#### Stored dataset items
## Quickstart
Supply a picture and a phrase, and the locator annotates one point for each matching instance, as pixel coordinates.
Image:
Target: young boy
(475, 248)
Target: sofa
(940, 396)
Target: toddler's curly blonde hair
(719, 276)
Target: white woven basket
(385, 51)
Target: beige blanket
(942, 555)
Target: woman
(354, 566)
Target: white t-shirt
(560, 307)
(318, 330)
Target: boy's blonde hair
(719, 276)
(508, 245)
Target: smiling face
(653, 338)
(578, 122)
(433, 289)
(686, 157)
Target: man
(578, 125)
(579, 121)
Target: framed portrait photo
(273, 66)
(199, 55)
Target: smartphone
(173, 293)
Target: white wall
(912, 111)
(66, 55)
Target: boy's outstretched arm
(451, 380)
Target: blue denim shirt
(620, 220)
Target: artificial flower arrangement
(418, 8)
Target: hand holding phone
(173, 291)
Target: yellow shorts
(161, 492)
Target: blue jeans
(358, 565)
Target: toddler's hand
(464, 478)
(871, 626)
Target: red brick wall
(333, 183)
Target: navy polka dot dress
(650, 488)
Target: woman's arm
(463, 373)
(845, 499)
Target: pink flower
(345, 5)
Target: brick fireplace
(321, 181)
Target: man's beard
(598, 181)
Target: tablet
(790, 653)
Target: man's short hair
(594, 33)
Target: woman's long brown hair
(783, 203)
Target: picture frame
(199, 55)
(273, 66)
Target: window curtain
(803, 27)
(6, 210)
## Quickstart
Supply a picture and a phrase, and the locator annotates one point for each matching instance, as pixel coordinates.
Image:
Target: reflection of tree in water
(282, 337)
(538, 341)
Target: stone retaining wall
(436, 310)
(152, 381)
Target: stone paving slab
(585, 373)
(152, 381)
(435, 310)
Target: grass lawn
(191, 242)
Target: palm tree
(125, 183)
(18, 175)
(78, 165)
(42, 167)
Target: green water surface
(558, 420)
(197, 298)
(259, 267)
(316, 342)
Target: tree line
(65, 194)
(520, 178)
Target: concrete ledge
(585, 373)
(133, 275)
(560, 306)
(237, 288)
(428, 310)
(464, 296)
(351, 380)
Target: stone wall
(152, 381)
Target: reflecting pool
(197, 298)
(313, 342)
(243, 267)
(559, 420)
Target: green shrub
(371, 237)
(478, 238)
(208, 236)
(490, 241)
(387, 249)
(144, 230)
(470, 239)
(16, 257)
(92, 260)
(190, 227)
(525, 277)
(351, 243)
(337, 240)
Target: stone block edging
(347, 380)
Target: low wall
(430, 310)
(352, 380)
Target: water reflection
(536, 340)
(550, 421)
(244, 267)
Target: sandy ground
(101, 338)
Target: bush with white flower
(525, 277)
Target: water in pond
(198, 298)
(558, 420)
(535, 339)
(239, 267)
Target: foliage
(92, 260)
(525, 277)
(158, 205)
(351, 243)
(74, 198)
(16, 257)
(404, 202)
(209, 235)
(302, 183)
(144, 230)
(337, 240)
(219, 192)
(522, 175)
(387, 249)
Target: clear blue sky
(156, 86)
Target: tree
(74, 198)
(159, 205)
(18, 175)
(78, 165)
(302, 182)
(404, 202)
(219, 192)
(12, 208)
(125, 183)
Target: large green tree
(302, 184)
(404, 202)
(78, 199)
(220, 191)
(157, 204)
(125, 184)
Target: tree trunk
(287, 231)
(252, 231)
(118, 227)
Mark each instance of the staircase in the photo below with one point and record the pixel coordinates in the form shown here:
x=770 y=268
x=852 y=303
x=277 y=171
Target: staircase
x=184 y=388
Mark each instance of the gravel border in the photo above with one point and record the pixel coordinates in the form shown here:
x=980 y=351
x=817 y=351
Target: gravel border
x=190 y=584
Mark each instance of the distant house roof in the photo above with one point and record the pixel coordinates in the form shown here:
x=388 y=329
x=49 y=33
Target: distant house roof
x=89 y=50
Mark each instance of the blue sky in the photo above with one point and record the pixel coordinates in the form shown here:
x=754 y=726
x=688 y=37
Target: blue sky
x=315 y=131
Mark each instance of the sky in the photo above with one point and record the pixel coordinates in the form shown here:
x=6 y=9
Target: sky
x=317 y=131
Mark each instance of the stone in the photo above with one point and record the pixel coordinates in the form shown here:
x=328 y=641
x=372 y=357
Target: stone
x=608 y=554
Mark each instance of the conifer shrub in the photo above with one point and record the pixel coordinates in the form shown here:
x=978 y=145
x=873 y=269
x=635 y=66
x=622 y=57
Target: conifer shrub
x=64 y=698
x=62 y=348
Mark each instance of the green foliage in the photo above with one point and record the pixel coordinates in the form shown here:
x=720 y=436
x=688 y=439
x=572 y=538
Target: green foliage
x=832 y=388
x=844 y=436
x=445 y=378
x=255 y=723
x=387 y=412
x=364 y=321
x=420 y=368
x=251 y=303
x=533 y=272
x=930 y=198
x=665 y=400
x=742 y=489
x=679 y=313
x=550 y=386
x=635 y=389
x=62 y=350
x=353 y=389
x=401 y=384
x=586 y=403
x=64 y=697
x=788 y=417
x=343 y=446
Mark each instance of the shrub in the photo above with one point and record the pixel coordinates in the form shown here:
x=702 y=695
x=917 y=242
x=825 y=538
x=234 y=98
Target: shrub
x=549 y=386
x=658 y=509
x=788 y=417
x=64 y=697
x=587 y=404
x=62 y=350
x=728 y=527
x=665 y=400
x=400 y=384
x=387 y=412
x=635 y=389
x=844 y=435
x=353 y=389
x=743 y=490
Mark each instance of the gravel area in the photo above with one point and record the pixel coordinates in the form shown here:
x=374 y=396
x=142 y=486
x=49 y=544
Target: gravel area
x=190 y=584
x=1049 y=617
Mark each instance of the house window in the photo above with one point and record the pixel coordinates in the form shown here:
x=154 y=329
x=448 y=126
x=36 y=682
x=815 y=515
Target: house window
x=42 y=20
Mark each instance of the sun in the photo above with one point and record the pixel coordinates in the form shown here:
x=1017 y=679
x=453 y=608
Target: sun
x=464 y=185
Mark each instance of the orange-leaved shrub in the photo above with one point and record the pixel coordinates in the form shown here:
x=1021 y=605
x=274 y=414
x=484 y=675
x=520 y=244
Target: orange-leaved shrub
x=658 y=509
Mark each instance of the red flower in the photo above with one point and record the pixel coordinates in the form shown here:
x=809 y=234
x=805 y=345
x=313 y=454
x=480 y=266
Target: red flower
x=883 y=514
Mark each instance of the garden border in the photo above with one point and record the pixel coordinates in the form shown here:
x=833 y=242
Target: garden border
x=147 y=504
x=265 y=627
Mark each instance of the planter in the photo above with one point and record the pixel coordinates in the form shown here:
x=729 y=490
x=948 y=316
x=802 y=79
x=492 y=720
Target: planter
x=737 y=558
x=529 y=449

#### Task directions
Every line above is to be transcribed exactly, with nothing missed.

#### Final answer
## Quickstart
Supply a picture and a phrase, and the locator annotates one point for each matching instance, as pixel coordinates.
Image:
Target: young boy
(475, 248)
Target: sofa
(940, 396)
Target: toddler's curly blonde hair
(719, 276)
Target: white woven basket
(385, 51)
Target: beige blanket
(942, 555)
Target: woman
(354, 566)
Target: white t-shirt
(560, 307)
(318, 330)
Target: boy's blonde hair
(719, 276)
(508, 245)
Target: smiling face
(653, 338)
(578, 122)
(433, 289)
(686, 157)
Target: man
(578, 125)
(579, 121)
Target: framed portrait photo
(273, 66)
(199, 55)
Target: smartphone
(173, 293)
Target: white wall
(912, 111)
(66, 55)
Target: boy's outstretched arm
(451, 380)
Target: blue denim shirt
(620, 220)
Target: artificial flower arrangement
(418, 8)
Target: hand holding phone
(173, 291)
Target: yellow shorts
(161, 492)
Target: blue jeans
(358, 565)
Target: toddler's hand
(464, 478)
(871, 626)
Target: red brick wall
(333, 183)
Target: navy polka dot dress
(650, 488)
Target: woman's arm
(463, 373)
(845, 499)
Target: pink flower
(345, 5)
Target: brick fireplace
(321, 181)
Target: man's beard
(598, 181)
Target: tablet
(790, 653)
Target: man's short hair
(594, 33)
Target: woman's long brown hair
(783, 203)
Target: picture frame
(199, 55)
(273, 66)
Target: window curtain
(803, 27)
(6, 210)
## Quickstart
Supply a picture and a phrase, and the locator annotates one point for each matching instance, as pixel coordinates.
Image:
Target: reflection of tree in water
(282, 337)
(538, 341)
Target: stone retaining wall
(436, 310)
(152, 381)
Target: stone paving slab
(585, 373)
(152, 381)
(435, 310)
Target: grass lawn
(191, 242)
Target: palm tree
(125, 183)
(18, 175)
(78, 165)
(42, 167)
Target: green water surface
(558, 420)
(197, 298)
(259, 267)
(316, 342)
Target: tree line
(65, 194)
(520, 178)
Target: concrete ledge
(585, 373)
(133, 275)
(560, 306)
(237, 288)
(428, 310)
(464, 296)
(351, 380)
Target: stone wall
(152, 381)
Target: reflecting pool
(197, 298)
(313, 342)
(243, 267)
(559, 420)
Target: green shrub
(371, 237)
(478, 238)
(208, 236)
(490, 241)
(387, 249)
(144, 230)
(470, 239)
(16, 257)
(92, 260)
(190, 227)
(525, 277)
(351, 243)
(337, 240)
Target: stone block edging
(347, 380)
Target: low wall
(430, 310)
(352, 380)
Target: water reflection
(536, 340)
(550, 421)
(244, 267)
Target: sandy ground
(101, 338)
Target: bush with white flower
(525, 277)
Target: water in pond
(198, 298)
(558, 420)
(535, 339)
(239, 267)
Target: foliage
(92, 260)
(525, 277)
(158, 205)
(351, 243)
(74, 198)
(16, 257)
(404, 202)
(209, 235)
(302, 183)
(144, 230)
(337, 240)
(219, 192)
(522, 175)
(387, 249)
Target: clear blue sky
(156, 86)
Target: tree
(74, 198)
(159, 205)
(18, 175)
(78, 165)
(302, 182)
(404, 202)
(219, 192)
(12, 208)
(125, 183)
Target: large green tree
(302, 184)
(404, 202)
(78, 199)
(220, 191)
(157, 204)
(125, 184)
Target: tree trunk
(287, 231)
(252, 231)
(118, 227)
Mark each instance of the staircase in the photo below with one point and record the pixel coordinates in the form shown here:
x=770 y=268
x=852 y=303
x=277 y=171
Target: staircase
x=184 y=388
Mark each instance of the gravel border in the photo above with one point and record the pixel coordinates in the form shown here:
x=980 y=351
x=817 y=351
Target: gravel border
x=190 y=584
Mark each instance of the distant house roof in the photo above with one point and record the pixel coordinates in the form shown here:
x=388 y=329
x=49 y=33
Target: distant house roof
x=89 y=50
Mark each instance of the blue sky in the photo above with one point and record the pixel coordinates in the form shown here:
x=754 y=726
x=688 y=37
Target: blue sky
x=315 y=131
Mark each instance of the sky in the photo above with one point and record the pixel coordinates in the form shown here:
x=6 y=9
Target: sky
x=317 y=131
Mark each instance of the stone in the photo above with one point and record the pixel coordinates in the form shown here:
x=328 y=641
x=372 y=357
Target: stone
x=608 y=554
Mark each instance of the conifer shrub in the photo above with one point and record the pixel coordinates in the form shown here:
x=978 y=145
x=873 y=269
x=635 y=66
x=622 y=57
Target: conifer shrub
x=64 y=698
x=62 y=348
Mark each instance of the green foliage in the photo above with one point and record the pixel coordinates in the form shown here:
x=720 y=436
x=688 y=439
x=572 y=538
Target: green foliage
x=832 y=388
x=844 y=436
x=445 y=378
x=255 y=723
x=387 y=412
x=364 y=321
x=420 y=368
x=251 y=303
x=533 y=272
x=930 y=198
x=665 y=400
x=742 y=489
x=679 y=313
x=550 y=386
x=635 y=389
x=62 y=350
x=353 y=389
x=401 y=384
x=586 y=403
x=64 y=697
x=788 y=417
x=343 y=446
Mark each instance of the shrub in the photo above with one point and record the pixel coordinates in the form shown here:
x=702 y=695
x=917 y=242
x=825 y=538
x=234 y=98
Target: shrub
x=549 y=386
x=658 y=509
x=788 y=417
x=64 y=697
x=587 y=404
x=62 y=350
x=728 y=527
x=665 y=400
x=400 y=384
x=387 y=412
x=635 y=389
x=844 y=435
x=353 y=389
x=743 y=490
Mark each instance of the gravel area in the photo above with one point and record the pixel coordinates in the form shown here:
x=374 y=396
x=142 y=486
x=49 y=544
Target: gravel area
x=190 y=584
x=1049 y=617
Mark each instance of the house window in the photo above with one point and record the pixel coordinates in the form shown here:
x=154 y=329
x=448 y=126
x=36 y=682
x=815 y=515
Target: house window
x=42 y=20
Mark each instance of the sun in the photo above with one point and record the pixel coordinates in the form shown here:
x=1017 y=679
x=453 y=608
Target: sun
x=464 y=185
Mark each instance of the orange-leaved shrub in the photo above with one point and record the pixel coordinates in the form shown here:
x=1021 y=605
x=274 y=414
x=484 y=675
x=520 y=244
Target: orange-leaved shrub
x=658 y=509
Mark each instance of the red flower in the photo above with one point and record the pixel coordinates in the form shown here:
x=809 y=234
x=805 y=345
x=313 y=454
x=480 y=266
Target: red flower
x=883 y=514
Mark each instance of the garden border in the photo above with one point and record the pixel coordinates in the form shown here:
x=833 y=242
Target: garden border
x=147 y=504
x=265 y=627
Mark each instance of the planter in the photo above with one point and record the pixel coordinates in the form shown here:
x=729 y=490
x=948 y=316
x=802 y=79
x=492 y=720
Target: planter
x=737 y=558
x=529 y=449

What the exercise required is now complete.